Try it: In the hospital passage, repeat word for word the part from "I can still" up to and including "are hurting me.".

I can still remember nearly every detail about the room where I spent my first night in the hospital when we discovered that g’s twin had died. The tension of my back muscles as they struggled to hold the weight of my big belly. The sterile smell of well-scrubbed floors and hand sanitizer. The multi-color glow of all those machines in the darkness. I spent hours fixating on the baby monitor that measured g’s heart rate, using every last bit of my energy to will it to keep going. And so last night as I watched my beautiful 5 year old sleep in his blue hospital gown, my eyes once again fixating on the numbers on that screen, I could hardly deny that it all felt terrifyingly familiar. This time I found that I could almost celebrate the moments when he woke, screaming in pain, using his very five-year-old words to relate to it all. The bad guys are hurting me.

Dataset extract:
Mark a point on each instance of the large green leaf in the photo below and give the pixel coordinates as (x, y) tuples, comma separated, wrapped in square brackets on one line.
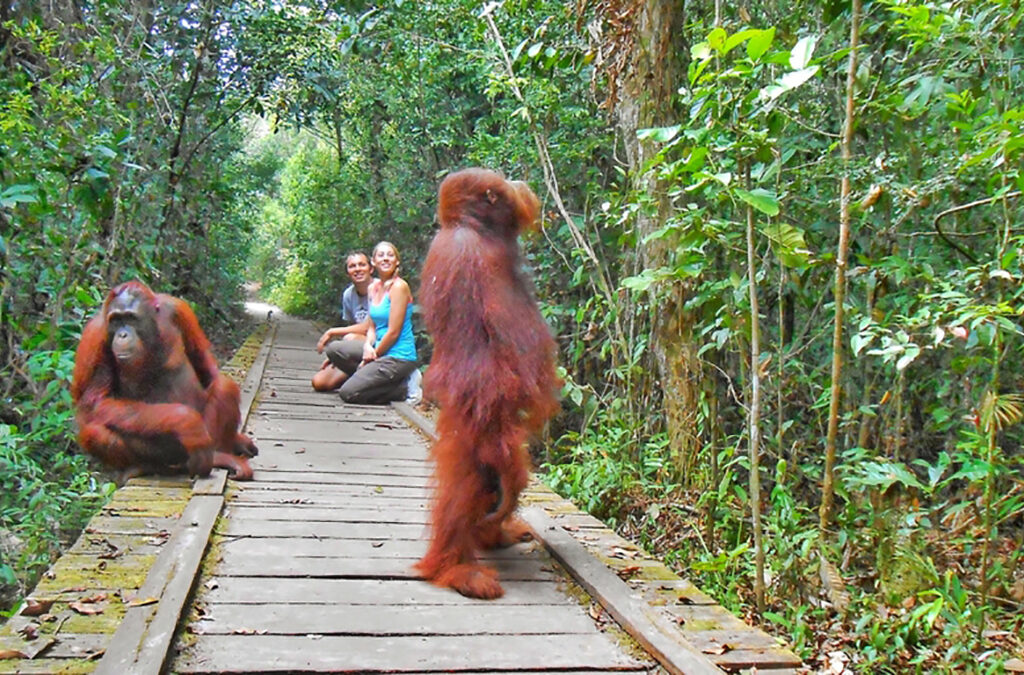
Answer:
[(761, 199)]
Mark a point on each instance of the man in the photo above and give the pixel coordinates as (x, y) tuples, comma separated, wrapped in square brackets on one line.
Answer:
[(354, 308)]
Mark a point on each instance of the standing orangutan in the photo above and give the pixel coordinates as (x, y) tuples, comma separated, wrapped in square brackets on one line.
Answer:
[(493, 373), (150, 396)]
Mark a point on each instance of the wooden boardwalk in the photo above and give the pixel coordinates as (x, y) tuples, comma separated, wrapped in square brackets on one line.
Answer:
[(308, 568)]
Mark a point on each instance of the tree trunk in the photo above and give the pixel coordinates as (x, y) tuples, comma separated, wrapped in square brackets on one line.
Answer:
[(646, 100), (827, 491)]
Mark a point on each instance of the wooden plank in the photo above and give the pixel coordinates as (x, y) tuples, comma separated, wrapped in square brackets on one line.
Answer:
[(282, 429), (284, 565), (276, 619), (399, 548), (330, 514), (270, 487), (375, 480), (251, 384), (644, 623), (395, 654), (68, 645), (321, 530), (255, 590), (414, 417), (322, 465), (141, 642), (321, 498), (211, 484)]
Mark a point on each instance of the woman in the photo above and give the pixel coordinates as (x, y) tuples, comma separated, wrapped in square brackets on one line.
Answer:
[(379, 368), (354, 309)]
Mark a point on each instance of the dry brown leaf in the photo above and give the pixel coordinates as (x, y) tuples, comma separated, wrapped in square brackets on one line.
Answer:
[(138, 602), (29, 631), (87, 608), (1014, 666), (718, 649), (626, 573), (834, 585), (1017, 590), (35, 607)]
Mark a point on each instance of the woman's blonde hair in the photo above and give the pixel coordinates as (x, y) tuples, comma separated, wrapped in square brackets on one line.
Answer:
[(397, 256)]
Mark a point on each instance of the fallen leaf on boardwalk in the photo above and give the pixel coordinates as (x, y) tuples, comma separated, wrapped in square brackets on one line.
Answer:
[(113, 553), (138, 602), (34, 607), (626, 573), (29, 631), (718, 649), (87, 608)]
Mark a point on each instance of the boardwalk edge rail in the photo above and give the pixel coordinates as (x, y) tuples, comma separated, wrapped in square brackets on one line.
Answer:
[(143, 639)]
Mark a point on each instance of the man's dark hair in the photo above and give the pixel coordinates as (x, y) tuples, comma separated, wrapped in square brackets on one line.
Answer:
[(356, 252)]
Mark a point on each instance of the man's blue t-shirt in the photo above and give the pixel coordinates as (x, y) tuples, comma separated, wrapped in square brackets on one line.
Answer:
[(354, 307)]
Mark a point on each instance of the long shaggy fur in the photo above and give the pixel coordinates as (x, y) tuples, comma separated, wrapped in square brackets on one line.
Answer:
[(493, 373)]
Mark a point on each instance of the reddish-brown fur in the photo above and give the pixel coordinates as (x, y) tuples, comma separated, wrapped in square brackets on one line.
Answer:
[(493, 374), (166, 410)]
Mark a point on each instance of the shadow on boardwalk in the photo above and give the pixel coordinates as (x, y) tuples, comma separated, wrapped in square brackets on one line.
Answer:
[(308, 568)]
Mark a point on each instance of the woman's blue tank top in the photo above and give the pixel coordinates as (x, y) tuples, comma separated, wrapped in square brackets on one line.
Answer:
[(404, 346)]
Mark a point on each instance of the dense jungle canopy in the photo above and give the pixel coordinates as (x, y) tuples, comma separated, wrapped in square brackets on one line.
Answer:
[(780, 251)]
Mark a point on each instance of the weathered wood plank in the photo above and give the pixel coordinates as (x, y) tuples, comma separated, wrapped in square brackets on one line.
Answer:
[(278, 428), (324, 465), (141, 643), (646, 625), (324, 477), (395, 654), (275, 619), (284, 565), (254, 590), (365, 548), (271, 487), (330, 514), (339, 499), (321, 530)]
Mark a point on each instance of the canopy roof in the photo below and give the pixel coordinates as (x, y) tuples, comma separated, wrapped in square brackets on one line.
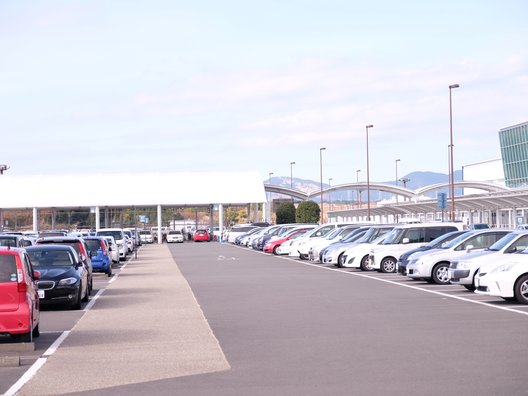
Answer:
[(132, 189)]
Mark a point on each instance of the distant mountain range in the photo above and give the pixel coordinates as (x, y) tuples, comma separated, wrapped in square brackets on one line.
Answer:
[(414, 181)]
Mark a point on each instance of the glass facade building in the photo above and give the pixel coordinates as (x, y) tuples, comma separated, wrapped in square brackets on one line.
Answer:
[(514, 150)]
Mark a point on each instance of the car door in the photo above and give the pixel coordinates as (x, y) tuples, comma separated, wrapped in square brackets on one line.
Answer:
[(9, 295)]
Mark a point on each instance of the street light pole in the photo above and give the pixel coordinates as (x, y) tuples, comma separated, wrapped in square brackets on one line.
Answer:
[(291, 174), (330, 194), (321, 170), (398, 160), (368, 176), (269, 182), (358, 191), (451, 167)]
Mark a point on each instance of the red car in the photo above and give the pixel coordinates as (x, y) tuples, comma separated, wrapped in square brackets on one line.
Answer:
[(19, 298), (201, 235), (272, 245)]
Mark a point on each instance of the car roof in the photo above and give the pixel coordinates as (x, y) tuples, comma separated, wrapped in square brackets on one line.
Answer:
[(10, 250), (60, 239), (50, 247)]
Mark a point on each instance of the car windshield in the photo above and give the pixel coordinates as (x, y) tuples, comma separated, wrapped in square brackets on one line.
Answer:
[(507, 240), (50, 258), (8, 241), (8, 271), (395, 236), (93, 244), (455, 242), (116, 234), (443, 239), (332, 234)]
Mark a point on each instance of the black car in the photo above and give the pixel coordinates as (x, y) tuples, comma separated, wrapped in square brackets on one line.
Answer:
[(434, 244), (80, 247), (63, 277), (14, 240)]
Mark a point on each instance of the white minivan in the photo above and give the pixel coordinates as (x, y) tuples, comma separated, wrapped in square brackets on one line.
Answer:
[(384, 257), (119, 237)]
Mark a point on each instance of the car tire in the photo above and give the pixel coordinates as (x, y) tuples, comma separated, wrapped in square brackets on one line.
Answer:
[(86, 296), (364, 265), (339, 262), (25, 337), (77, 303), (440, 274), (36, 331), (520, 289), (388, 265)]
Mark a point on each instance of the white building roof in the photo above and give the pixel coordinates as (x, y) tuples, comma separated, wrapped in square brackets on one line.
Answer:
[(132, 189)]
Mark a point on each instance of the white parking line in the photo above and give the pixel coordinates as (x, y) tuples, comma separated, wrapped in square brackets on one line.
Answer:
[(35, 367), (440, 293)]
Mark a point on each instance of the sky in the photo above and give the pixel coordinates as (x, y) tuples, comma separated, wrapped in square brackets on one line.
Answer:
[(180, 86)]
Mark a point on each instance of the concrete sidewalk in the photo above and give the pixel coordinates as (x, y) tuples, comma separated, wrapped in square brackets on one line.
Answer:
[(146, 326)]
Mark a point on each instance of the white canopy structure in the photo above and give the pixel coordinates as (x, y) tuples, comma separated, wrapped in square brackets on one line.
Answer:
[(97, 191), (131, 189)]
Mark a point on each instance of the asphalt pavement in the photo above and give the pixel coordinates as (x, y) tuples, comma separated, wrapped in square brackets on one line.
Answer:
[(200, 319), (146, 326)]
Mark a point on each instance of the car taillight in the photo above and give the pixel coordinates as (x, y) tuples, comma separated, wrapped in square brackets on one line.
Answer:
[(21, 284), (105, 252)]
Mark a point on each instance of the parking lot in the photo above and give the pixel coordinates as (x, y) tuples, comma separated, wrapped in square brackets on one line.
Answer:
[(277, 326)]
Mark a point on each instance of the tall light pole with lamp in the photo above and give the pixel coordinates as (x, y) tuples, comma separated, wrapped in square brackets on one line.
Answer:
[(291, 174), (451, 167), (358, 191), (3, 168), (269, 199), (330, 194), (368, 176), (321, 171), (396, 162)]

Response:
I can still remember nearly every detail about the room where I spent my first night in the hospital when we discovered that g’s twin had died. The tension of my back muscles as they struggled to hold the weight of my big belly. The sterile smell of well-scrubbed floors and hand sanitizer. The multi-color glow of all those machines in the darkness. I spent hours fixating on the baby monitor that measured g’s heart rate, using every last bit of my energy to will it to keep going. And so last night as I watched my beautiful 5 year old sleep in his blue hospital gown, my eyes once again fixating on the numbers on that screen, I could hardly deny that it all felt terrifyingly familiar. This time I found that I could almost celebrate the moments when he woke, screaming in pain, using his very five-year-old words to relate to it all. The bad guys are hurting me.